## Problem requirements
From the records that follow, copy every line that contains the word "rocky".

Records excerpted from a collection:
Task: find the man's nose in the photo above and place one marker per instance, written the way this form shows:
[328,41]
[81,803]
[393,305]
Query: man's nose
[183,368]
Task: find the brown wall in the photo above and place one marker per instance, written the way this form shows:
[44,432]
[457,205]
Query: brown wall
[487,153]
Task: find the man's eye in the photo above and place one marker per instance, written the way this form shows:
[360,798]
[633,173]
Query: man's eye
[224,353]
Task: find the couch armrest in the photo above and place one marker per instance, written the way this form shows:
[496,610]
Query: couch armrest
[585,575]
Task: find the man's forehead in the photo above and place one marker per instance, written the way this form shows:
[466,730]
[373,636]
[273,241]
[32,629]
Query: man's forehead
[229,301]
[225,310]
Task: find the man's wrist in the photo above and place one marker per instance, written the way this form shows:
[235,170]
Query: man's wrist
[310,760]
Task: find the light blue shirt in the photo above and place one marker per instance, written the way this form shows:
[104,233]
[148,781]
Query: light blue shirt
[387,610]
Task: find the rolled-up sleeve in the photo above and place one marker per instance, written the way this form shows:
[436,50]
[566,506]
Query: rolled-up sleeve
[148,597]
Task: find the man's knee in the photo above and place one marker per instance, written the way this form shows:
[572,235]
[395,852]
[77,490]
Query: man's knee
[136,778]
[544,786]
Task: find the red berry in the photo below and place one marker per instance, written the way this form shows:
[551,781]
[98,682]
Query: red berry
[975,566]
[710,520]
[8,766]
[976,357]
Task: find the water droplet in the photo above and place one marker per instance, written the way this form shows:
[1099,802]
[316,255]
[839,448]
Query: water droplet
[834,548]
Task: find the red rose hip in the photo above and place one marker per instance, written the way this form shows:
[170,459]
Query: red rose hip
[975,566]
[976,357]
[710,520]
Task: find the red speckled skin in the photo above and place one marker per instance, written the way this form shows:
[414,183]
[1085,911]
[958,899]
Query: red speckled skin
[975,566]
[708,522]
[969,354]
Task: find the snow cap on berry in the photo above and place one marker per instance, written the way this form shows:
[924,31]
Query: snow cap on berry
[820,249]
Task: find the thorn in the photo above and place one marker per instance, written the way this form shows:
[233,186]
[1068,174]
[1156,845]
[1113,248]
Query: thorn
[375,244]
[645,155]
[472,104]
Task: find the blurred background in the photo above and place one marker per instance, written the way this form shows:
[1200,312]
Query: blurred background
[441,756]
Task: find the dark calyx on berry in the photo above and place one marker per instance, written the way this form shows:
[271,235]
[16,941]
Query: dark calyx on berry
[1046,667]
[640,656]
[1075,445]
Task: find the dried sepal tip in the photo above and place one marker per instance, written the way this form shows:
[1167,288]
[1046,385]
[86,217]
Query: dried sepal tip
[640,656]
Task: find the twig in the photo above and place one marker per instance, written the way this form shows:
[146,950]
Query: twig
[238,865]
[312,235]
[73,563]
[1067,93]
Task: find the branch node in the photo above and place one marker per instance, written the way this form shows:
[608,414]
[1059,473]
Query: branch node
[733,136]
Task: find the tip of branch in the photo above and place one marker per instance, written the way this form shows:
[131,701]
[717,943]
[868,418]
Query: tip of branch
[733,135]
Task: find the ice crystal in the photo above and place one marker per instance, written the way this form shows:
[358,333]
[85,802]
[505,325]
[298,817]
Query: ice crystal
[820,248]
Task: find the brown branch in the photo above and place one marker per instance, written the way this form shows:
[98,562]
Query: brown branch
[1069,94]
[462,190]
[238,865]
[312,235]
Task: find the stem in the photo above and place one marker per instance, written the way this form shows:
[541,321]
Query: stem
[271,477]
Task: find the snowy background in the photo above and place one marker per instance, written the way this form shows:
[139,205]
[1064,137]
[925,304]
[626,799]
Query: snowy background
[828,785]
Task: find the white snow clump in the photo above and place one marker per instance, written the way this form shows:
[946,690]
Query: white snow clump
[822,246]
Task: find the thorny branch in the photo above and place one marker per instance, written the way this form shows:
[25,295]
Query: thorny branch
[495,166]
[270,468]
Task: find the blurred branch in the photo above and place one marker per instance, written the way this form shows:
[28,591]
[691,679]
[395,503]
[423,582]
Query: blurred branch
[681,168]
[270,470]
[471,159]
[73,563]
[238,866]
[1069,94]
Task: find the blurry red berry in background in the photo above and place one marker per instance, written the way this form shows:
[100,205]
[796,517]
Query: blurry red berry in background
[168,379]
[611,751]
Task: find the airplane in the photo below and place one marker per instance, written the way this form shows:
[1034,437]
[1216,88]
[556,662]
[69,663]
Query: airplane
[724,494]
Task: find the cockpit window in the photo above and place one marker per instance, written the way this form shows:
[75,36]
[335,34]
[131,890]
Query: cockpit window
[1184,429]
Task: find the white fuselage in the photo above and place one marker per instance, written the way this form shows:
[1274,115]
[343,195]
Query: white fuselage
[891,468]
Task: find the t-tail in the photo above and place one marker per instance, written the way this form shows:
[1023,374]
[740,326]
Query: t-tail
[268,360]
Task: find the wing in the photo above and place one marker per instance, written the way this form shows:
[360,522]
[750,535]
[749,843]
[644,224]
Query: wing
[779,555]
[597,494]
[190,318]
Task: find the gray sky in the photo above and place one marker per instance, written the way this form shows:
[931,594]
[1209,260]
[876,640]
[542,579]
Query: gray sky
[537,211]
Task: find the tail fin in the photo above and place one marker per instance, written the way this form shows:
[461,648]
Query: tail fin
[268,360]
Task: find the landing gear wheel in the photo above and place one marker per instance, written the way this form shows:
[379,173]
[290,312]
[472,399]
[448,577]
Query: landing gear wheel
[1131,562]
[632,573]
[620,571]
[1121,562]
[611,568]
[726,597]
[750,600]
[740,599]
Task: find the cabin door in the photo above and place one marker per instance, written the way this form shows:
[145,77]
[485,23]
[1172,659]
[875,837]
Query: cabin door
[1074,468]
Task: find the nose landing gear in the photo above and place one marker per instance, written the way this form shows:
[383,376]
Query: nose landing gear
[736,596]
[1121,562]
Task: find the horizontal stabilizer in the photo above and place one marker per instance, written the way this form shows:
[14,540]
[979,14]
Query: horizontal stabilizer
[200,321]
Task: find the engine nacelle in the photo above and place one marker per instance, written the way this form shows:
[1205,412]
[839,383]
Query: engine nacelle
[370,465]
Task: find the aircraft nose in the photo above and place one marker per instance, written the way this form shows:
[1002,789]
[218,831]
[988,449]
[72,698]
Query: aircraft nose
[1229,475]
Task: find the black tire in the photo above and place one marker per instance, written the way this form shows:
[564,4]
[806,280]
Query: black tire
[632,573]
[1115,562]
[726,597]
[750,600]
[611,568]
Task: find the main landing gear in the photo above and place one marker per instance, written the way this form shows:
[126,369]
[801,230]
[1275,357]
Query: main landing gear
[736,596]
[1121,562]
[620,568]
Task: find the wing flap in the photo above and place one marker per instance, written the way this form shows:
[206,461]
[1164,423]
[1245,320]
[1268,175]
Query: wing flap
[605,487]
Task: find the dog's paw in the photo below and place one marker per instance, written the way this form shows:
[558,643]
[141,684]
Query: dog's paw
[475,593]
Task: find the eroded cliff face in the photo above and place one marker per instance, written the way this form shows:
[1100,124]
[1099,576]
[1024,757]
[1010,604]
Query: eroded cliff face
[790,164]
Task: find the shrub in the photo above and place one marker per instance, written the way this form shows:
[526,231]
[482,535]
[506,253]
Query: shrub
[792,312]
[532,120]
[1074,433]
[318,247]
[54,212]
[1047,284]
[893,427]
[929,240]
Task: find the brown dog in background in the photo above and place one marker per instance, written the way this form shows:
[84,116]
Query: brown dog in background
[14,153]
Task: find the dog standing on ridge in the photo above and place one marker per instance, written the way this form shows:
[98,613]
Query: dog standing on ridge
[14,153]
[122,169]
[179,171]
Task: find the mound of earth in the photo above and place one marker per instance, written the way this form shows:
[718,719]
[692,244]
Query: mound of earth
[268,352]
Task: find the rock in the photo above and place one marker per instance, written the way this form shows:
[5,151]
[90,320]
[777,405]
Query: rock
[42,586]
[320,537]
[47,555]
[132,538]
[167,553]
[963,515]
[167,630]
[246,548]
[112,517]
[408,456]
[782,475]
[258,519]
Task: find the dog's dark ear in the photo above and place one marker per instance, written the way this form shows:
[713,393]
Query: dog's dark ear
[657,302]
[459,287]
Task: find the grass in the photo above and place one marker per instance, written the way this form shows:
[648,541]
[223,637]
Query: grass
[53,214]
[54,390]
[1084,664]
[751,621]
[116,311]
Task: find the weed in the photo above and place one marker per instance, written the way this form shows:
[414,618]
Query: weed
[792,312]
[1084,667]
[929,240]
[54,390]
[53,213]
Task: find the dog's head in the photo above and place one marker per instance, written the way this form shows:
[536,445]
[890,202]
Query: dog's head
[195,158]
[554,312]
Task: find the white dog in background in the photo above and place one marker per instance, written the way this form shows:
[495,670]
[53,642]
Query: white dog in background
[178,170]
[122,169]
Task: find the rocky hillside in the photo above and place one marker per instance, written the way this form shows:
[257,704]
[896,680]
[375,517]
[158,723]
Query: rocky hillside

## Output below
Task: find the rocky hillside in the photo above and place one marker per instance, written the way this form shows:
Query: rocky hillside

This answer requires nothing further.